* DIRECTIVE *
Can you update the material below by replacing "in this photo" with "in this image" wherever it occurs and leaving everything else unchanged? Omit the pictures from your version.

* GIVEN RECORDS *
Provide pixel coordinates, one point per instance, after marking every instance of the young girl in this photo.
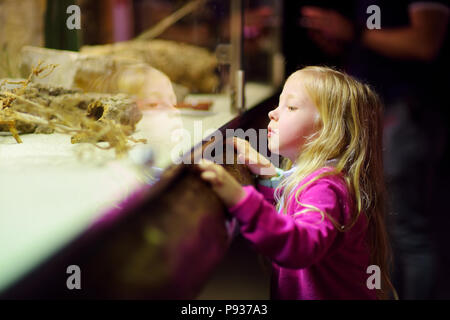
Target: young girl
(328, 224)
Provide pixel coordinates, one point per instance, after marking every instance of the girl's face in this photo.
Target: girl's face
(293, 120)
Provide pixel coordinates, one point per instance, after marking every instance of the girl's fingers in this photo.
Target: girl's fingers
(209, 176)
(210, 172)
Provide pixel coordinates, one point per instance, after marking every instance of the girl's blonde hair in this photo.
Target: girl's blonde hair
(350, 132)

* COMPLETE OUTPUT *
Provide pixel coordinates, one point per instance, after marking every instance of the young girl in this image.
Target: young girl
(328, 224)
Provide pixel coordinates, one point per instance, after marking every instance of the girl's face in this image.
Target: girl's face
(293, 120)
Provide pixel coordinates, one point per instance, after marking every instance of the girl's fingers in this image.
Target: girl's fingers
(209, 176)
(210, 172)
Provide pixel coordinates, one point per instance, after marking every instance of the girl's blonde hair in this image.
Target: girl's blonde hair
(350, 132)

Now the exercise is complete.